[Point-per-instance localization data]
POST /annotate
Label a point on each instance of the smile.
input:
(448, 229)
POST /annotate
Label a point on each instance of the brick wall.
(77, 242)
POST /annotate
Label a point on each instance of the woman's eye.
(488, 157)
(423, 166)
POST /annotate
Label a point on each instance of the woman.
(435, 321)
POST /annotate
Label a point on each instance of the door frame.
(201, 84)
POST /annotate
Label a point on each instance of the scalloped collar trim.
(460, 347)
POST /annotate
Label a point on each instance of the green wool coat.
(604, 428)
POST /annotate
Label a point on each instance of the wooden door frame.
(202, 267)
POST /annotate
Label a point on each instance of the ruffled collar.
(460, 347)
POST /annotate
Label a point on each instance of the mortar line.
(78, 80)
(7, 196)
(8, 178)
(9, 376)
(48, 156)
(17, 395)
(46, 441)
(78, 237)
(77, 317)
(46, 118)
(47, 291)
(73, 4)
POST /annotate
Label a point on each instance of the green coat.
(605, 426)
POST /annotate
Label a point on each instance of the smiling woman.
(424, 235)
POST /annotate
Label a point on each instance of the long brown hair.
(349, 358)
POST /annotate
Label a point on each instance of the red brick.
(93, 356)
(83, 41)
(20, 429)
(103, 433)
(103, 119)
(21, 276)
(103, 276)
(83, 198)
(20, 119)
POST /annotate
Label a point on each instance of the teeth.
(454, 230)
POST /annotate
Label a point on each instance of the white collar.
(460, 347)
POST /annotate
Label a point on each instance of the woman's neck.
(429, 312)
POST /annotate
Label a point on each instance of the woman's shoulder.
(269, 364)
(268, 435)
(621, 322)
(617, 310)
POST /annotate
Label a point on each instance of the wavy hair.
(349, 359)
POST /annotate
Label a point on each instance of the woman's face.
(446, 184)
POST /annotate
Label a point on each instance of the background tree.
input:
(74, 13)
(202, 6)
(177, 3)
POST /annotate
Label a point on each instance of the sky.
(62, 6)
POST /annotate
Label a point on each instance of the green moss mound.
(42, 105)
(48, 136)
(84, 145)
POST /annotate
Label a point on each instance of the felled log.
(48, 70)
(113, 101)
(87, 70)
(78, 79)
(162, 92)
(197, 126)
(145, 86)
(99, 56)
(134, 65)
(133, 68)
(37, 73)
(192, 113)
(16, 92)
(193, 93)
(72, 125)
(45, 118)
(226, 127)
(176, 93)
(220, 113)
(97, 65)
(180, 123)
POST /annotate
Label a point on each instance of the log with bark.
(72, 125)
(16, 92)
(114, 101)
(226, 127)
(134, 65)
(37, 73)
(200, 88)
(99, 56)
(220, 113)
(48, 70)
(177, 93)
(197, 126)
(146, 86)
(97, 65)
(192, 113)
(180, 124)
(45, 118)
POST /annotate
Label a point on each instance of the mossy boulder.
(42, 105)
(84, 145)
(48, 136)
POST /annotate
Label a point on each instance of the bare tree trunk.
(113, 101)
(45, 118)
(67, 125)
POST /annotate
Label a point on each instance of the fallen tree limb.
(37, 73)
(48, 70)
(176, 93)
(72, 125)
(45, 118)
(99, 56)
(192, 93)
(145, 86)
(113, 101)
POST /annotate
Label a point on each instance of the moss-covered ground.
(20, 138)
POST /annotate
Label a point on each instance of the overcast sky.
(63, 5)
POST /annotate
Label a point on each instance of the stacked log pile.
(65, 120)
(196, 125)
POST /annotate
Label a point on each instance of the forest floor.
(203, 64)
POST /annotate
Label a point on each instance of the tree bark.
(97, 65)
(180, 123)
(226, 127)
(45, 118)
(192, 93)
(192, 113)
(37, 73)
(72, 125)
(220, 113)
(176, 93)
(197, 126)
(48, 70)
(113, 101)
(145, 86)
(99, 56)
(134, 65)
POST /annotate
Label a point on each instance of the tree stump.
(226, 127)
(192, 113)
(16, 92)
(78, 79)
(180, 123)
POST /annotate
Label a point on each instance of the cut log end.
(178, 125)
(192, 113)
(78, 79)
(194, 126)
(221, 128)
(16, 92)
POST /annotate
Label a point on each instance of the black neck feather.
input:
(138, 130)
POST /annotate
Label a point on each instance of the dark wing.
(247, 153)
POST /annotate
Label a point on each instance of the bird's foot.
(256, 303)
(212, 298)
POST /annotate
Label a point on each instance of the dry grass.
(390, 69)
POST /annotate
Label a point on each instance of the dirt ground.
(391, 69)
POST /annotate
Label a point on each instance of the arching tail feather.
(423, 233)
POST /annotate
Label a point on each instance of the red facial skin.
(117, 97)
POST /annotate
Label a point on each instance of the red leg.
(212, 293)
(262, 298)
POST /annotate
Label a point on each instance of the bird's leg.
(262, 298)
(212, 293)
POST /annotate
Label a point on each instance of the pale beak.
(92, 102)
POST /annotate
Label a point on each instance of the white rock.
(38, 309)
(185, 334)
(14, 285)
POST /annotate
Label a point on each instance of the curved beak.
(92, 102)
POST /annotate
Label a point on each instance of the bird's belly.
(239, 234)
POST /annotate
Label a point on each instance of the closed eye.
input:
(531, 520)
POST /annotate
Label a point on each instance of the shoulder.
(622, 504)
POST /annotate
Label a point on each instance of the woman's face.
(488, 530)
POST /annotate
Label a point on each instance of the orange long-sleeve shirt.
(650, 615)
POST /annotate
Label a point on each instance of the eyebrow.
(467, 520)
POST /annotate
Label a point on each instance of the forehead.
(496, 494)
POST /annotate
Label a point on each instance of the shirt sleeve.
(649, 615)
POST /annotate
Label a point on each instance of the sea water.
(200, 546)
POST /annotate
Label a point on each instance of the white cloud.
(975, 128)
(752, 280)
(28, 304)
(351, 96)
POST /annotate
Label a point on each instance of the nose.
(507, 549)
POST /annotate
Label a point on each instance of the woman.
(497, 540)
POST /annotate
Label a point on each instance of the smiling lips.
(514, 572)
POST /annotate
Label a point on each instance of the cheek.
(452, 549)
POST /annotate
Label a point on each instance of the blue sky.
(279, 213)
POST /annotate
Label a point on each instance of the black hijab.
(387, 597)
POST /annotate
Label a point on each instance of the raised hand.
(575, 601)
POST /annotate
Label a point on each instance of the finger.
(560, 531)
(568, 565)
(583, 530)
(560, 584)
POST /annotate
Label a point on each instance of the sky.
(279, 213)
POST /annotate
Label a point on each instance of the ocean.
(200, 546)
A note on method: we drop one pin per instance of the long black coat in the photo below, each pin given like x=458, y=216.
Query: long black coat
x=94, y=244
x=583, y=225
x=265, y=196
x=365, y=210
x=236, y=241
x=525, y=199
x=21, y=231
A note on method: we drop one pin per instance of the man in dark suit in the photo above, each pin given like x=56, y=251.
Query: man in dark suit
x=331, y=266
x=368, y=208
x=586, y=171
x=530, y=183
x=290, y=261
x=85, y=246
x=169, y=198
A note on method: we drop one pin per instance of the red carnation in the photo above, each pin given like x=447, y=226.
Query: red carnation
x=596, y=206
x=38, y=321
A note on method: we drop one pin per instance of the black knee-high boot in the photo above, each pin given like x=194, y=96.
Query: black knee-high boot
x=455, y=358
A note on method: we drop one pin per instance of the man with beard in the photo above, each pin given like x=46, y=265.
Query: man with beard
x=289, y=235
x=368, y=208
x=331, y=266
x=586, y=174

What is needed: Send back each record exactly as it stands.

Written solution:
POST /annotate
Label a point on each instance of the smile.
input:
(448, 229)
POST /annotate
Label a point on each instance of the brick wall.
(77, 242)
POST /annotate
Label a point on each instance of the woman's eye.
(488, 157)
(423, 166)
POST /annotate
Label a point on each instance of the woman.
(435, 321)
POST /annotate
Label a point on each instance of the door frame.
(201, 84)
POST /annotate
Label a point on each instance of the scalloped collar trim.
(460, 347)
POST /annotate
Label a point on each instance of the green wool coat.
(604, 428)
POST /annotate
Label a point on each instance of the wooden door frame.
(202, 267)
POST /annotate
Label a point on each instance of the ruffled collar.
(460, 347)
POST /annotate
Label a point on each instance of the mortar line.
(78, 80)
(7, 196)
(8, 178)
(9, 376)
(48, 156)
(17, 395)
(46, 441)
(78, 237)
(77, 317)
(46, 118)
(47, 291)
(73, 4)
POST /annotate
Label a point on each instance of the green coat.
(605, 426)
POST /annotate
Label a point on each instance of the smiling woman.
(424, 235)
POST /annotate
Label a point on each instance of the long brown hair.
(349, 358)
POST /annotate
Label a point on each instance of the red brick.
(93, 356)
(83, 41)
(20, 429)
(103, 433)
(103, 119)
(21, 276)
(103, 276)
(83, 198)
(20, 119)
POST /annotate
Label a point on each instance of the teeth.
(454, 230)
POST /annotate
Label a point on each instance of the white collar.
(460, 347)
POST /annotate
Label a point on each instance of the woman's neck.
(429, 312)
POST /annotate
Label a point on each instance of the woman's shoulder.
(269, 364)
(268, 435)
(621, 322)
(617, 310)
POST /annotate
Label a point on each instance of the wavy hair.
(349, 359)
POST /annotate
Label a point on each instance of the woman's face.
(446, 184)
POST /annotate
Label a point on each instance of the background tree.
input:
(74, 13)
(202, 6)
(177, 3)
POST /annotate
Label a point on each instance of the sky.
(62, 6)
POST /annotate
Label a point on each instance of the green moss mound.
(42, 105)
(48, 136)
(84, 145)
POST /annotate
Label a point on each instance of the felled log.
(48, 70)
(113, 101)
(87, 70)
(78, 79)
(162, 92)
(197, 126)
(145, 86)
(99, 56)
(134, 65)
(133, 68)
(37, 73)
(192, 113)
(16, 92)
(193, 93)
(72, 125)
(45, 118)
(226, 127)
(176, 93)
(220, 113)
(97, 65)
(180, 123)
POST /annotate
Label a point on each instance of the log with bark.
(72, 125)
(16, 92)
(114, 101)
(226, 127)
(134, 65)
(37, 73)
(200, 88)
(99, 56)
(220, 113)
(48, 70)
(177, 93)
(197, 126)
(146, 86)
(97, 65)
(192, 113)
(180, 124)
(45, 118)
POST /annotate
Label a point on each instance of the mossy boulder.
(42, 105)
(84, 145)
(48, 136)
POST /annotate
Label a point on each instance of the bare tree trunk.
(113, 101)
(45, 118)
(67, 125)
POST /annotate
Label a point on each instance of the fallen tree limb.
(37, 73)
(48, 70)
(176, 93)
(72, 125)
(45, 118)
(99, 56)
(192, 93)
(145, 86)
(113, 101)
POST /annotate
Label a point on each instance of the moss-covered ground.
(20, 138)
POST /annotate
Label a point on each instance of the overcast sky.
(63, 5)
POST /annotate
Label a point on each instance of the stacked log pile.
(65, 120)
(196, 125)
POST /annotate
Label a point on each instance of the forest floor.
(203, 64)
POST /annotate
Label a point on each instance of the tree bark.
(97, 65)
(180, 123)
(226, 127)
(45, 118)
(192, 93)
(192, 113)
(37, 73)
(72, 125)
(220, 113)
(176, 93)
(197, 126)
(48, 70)
(113, 101)
(145, 86)
(99, 56)
(134, 65)
POST /annotate
Label a point on each instance of the tree stump.
(226, 127)
(192, 113)
(16, 92)
(78, 79)
(180, 123)
POST /annotate
Label a point on each instance of the cut log end.
(178, 125)
(192, 113)
(78, 79)
(194, 126)
(221, 128)
(16, 92)
POST /annotate
Label a point on each instance of the black neck feather.
input:
(138, 130)
POST /annotate
Label a point on each instance of the dark wing.
(247, 153)
POST /annotate
Label a point on each instance of the bird's foot.
(256, 303)
(212, 298)
POST /annotate
Label a point on each instance of the dry grass.
(390, 69)
POST /annotate
Label a point on each instance of the dirt ground.
(391, 69)
POST /annotate
Label a point on each instance of the arching tail feather.
(423, 233)
POST /annotate
Label a point on each instance of the red facial skin.
(117, 97)
POST /annotate
Label a point on each instance of the red leg.
(212, 293)
(262, 298)
POST /annotate
Label a point on each instance of the bird's leg.
(262, 298)
(212, 293)
POST /annotate
Label a point on each instance of the pale beak.
(92, 102)
POST /annotate
Label a point on each instance of the white rock.
(38, 309)
(185, 334)
(14, 285)
POST /annotate
Label a point on each instance of the curved beak.
(92, 102)
POST /annotate
Label a point on each instance of the bird's belly.
(239, 234)
POST /annotate
Label a point on each instance of the closed eye.
input:
(531, 520)
POST /annotate
Label a point on each instance of the shoulder.
(622, 504)
POST /annotate
Label a point on each instance of the woman's face.
(488, 530)
POST /annotate
Label a point on each instance of the orange long-sleeve shirt.
(650, 615)
POST /annotate
Label a point on each instance of the eyebrow.
(467, 520)
POST /annotate
Label a point on each instance of the forehead.
(496, 494)
POST /annotate
Label a point on each instance of the shirt sleeve.
(649, 615)
POST /annotate
Label a point on each instance of the sea water.
(200, 546)
POST /annotate
Label a point on each instance of the white cloud.
(975, 128)
(752, 280)
(28, 304)
(351, 96)
POST /annotate
Label a point on each instance of the nose.
(507, 549)
POST /annotate
Label a point on each instance of the woman.
(497, 540)
POST /annotate
Label a point on each instance of the smiling lips.
(514, 572)
POST /annotate
Label a point on each instance of the cheek.
(452, 549)
POST /annotate
Label a point on each instance of the blue sky.
(279, 213)
POST /annotate
Label a point on each instance of the black hijab.
(387, 597)
POST /annotate
Label a point on each instance of the raised hand.
(575, 601)
POST /annotate
Label a point on each instance of the finger.
(560, 531)
(568, 565)
(583, 530)
(560, 584)
POST /annotate
Label a point on each instance of the sky.
(279, 213)
POST /annotate
Label a point on each instance of the ocean.
(200, 546)
A note on method: we drop one pin per instance of the long black coat in the photo below, each pin given like x=458, y=216.
Query: long black coat
x=94, y=244
x=583, y=225
x=265, y=196
x=365, y=210
x=236, y=241
x=525, y=199
x=21, y=231
A note on method: we drop one pin per instance of the man in dark suit in the photo above, each pin given like x=56, y=251.
Query: man in dark suit
x=331, y=266
x=368, y=208
x=586, y=171
x=530, y=183
x=290, y=261
x=85, y=246
x=169, y=198
A note on method: we drop one pin per instance of the red carnation in the photo above, each pin given like x=447, y=226.
Query: red carnation
x=596, y=206
x=38, y=321
A note on method: we drop one pin per instance of the black knee-high boot in the photo above, each pin given like x=194, y=96.
Query: black knee-high boot
x=455, y=358
A note on method: we drop one pin per instance of the man with beard in the photo above, each pin given like x=46, y=265.
Query: man with beard
x=289, y=235
x=368, y=208
x=331, y=266
x=586, y=174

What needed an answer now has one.